▸ SUPPLIED RECORDS

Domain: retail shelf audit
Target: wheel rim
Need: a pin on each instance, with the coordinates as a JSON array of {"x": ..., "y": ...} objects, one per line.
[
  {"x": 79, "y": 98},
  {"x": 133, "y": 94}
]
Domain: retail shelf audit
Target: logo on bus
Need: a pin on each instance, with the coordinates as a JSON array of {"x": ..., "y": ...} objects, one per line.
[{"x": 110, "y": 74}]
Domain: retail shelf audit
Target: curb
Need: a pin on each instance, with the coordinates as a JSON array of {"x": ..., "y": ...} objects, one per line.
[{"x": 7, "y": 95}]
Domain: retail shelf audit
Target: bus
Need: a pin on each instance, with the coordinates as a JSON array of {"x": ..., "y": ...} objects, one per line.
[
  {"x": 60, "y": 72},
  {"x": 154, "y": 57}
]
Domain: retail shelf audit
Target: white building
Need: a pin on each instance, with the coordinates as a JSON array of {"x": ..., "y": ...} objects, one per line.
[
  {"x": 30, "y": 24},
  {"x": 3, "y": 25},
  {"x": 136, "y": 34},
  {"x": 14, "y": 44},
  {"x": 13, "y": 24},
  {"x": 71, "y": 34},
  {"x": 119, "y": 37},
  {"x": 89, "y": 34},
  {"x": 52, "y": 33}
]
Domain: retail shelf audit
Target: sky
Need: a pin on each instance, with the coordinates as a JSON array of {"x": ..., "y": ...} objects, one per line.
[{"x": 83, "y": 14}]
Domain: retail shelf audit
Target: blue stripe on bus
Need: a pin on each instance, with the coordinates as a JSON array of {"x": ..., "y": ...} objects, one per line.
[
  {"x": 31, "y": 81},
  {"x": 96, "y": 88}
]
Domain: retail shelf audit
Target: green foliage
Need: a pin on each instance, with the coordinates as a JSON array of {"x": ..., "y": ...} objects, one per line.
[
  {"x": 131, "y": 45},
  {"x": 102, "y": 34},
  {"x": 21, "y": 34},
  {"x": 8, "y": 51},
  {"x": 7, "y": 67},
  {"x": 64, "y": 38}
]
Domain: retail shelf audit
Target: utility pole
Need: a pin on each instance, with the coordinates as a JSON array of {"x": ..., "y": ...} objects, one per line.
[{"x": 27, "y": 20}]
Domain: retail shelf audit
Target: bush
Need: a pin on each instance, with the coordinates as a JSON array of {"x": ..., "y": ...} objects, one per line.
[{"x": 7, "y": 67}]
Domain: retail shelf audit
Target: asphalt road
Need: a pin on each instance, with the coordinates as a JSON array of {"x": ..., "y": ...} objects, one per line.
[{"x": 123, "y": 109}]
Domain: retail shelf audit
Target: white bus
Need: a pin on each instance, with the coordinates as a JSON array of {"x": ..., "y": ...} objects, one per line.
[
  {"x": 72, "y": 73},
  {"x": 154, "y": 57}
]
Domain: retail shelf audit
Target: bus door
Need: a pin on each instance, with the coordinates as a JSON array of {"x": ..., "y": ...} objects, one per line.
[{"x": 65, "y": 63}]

▸ THE REQUEST
List every line in the records above that contains the string "white", treating uppercase and lowercase as different.

▸ SOLUTION
Target: white building
Target: white bus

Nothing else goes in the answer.